• [PAGE EXCERPT]:
*****
# Bottom property bias - WOA18

This notebook plots the bottom property bias of a model simulation vs. the World Ocean Atlas (2018) gridded hydrography product.

For the WOA product, we find the bottom-most data value in each grid column.

In [None]:
import os
import datetime

In [None]:
config = {
    "startyr": "1975",
    "endyr": "2015",
    "dora_id": "odiv-368",
    "pathPP": None,
}

MAR will pass for environment variables to the script when running via the web engine:

* `MAR_STARTYR`: Beginning year of analysis from model
* `MAR_ENDYR`: Ending year of analysis from model
* `MAR_DORA_ID`: The experiment ID in the database
* `MAR_PATHPP`: The top-level path to the post-processing experiment directory of the experiment

The block below will use values passed in by Dora but default to the values defined above in `config`. This is useful for interactive usage and debugging.

If executed from Dora, there will also be a `DORA_EXECUTE` variable that is set.

In [None]:
for k, v in config.items():
    config[k] = (
        os.environ[f"MAR_{k.upper()}"]
        if f"MAR_{k.upper()}" in os.environ.keys()
        else v
    )

### Import Python Modules

In [None]:
import doralite
import glob
import momlevel
import subprocess

import numpy as np
import xarray as xr
import matplotlib.pyplot as plt
import cartopy.crs as ccrs

from matplotlib.colors import ListedColormap, BoundaryNorm

In [None]:
# momgrid will use a directory of pre-computed weights that is used for calculating basic area-weighted statistics later
import momgrid
os.environ["MOMGRID_WEIGHTS_DIR"] = "/nbhome/John.Krasting/grid_weights"

### Definie Local Parameters

In [None]:
# Define some local variables. These are taken from the doralite object
# or they can be defined locally

experiment =  doralite.dora_metadata(config["dora_id"])
pathPP = experiment["pathPP"]
expName = experiment["expName"]

# Define start and end years
start = int(config["startyr"])
*****
• [EXTRACTED INFORMATION]:

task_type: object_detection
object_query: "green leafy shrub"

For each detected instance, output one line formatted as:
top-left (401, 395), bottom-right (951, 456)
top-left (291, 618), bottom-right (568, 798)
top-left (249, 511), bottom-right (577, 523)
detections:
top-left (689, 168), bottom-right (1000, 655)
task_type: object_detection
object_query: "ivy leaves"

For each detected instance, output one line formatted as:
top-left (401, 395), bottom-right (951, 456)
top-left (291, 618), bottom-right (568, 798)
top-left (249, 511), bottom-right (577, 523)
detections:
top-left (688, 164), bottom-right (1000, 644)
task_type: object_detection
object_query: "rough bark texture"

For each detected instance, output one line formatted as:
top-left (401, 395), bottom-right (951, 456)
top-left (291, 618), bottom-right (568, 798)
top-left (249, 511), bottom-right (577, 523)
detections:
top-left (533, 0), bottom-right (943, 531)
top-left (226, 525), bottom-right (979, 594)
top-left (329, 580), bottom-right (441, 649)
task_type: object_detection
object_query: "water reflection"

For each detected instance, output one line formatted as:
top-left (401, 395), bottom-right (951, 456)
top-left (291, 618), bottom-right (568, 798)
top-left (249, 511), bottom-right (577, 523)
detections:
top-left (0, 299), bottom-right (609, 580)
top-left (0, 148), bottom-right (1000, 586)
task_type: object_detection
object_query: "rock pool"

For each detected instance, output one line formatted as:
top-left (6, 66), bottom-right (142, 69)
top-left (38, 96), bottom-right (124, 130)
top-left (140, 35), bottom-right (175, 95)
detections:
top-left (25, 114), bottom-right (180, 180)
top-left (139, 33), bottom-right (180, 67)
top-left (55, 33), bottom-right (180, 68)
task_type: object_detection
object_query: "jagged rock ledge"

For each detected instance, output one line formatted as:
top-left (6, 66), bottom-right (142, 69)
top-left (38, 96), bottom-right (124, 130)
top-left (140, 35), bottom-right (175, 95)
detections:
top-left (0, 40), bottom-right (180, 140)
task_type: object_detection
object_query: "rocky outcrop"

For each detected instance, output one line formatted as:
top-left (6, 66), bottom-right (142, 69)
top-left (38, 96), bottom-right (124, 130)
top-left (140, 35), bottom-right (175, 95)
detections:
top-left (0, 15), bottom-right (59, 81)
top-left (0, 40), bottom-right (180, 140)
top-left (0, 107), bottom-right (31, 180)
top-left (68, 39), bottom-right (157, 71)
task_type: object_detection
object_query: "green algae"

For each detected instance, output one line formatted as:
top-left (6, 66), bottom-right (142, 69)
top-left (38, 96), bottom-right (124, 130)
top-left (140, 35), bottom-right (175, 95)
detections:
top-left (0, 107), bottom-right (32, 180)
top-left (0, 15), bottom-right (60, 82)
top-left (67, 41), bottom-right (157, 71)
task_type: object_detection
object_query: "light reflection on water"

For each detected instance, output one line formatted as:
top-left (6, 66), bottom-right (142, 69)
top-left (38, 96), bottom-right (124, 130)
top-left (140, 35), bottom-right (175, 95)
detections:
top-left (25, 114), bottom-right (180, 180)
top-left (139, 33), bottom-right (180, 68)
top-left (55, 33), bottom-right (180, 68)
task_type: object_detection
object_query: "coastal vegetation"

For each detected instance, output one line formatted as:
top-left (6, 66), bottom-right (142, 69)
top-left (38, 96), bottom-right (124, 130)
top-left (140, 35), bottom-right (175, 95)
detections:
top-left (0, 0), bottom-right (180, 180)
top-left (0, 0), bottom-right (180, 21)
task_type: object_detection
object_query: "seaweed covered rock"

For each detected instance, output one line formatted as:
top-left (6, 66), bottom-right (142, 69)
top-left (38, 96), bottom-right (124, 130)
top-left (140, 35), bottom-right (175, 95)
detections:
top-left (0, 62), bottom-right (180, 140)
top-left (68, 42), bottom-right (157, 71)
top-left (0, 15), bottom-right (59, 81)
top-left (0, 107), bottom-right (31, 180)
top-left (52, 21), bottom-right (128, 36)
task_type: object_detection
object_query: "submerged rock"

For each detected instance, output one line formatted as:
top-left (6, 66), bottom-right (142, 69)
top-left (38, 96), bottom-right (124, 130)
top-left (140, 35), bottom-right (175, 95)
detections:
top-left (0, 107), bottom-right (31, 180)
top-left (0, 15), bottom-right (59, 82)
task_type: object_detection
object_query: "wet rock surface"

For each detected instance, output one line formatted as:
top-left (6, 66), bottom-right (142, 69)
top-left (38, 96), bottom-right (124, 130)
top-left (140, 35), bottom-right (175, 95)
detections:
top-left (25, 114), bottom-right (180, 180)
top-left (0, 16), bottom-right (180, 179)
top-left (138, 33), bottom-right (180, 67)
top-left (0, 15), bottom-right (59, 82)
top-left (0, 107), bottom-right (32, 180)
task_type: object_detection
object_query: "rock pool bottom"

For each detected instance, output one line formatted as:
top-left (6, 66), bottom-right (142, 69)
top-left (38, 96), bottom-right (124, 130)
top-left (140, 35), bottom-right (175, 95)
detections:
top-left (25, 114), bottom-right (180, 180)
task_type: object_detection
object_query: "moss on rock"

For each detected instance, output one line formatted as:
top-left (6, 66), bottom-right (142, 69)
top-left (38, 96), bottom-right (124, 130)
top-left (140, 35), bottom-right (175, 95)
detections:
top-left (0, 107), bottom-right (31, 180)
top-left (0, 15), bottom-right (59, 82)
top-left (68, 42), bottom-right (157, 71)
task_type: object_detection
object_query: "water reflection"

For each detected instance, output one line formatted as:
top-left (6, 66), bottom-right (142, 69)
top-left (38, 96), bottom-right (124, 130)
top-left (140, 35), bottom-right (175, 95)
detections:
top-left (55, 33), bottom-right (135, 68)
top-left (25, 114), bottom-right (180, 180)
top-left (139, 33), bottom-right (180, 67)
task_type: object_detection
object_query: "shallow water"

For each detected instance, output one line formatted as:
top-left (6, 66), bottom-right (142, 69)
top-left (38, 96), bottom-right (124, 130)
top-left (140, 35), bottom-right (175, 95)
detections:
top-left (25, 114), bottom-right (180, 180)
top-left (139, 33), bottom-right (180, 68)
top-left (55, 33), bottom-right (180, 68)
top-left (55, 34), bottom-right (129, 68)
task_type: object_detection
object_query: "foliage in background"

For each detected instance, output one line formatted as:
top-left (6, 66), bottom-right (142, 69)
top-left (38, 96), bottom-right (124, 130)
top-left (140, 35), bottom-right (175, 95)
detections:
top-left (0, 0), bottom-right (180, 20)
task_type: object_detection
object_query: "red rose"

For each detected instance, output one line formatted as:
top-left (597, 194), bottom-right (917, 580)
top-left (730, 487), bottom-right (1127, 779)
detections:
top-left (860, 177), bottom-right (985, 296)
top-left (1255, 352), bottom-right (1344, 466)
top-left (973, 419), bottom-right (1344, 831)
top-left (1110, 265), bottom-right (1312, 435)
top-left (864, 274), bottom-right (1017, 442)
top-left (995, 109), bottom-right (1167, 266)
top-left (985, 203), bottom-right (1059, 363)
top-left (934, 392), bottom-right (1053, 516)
*****
• [YOUR INSTRUCTIONS]: Pull out the notebook passage from "This notebook plots" to "each grid column.", copying it word for word. Rely only on the notebook, not on the rows.

• [ANSWER TO THIS PROBLEM]:
This notebook plots the bottom property bias of a model simulation vs. the World Ocean Atlas (2018) gridded hydrography product.

For the WOA product, we find the bottom-most data value in each grid column.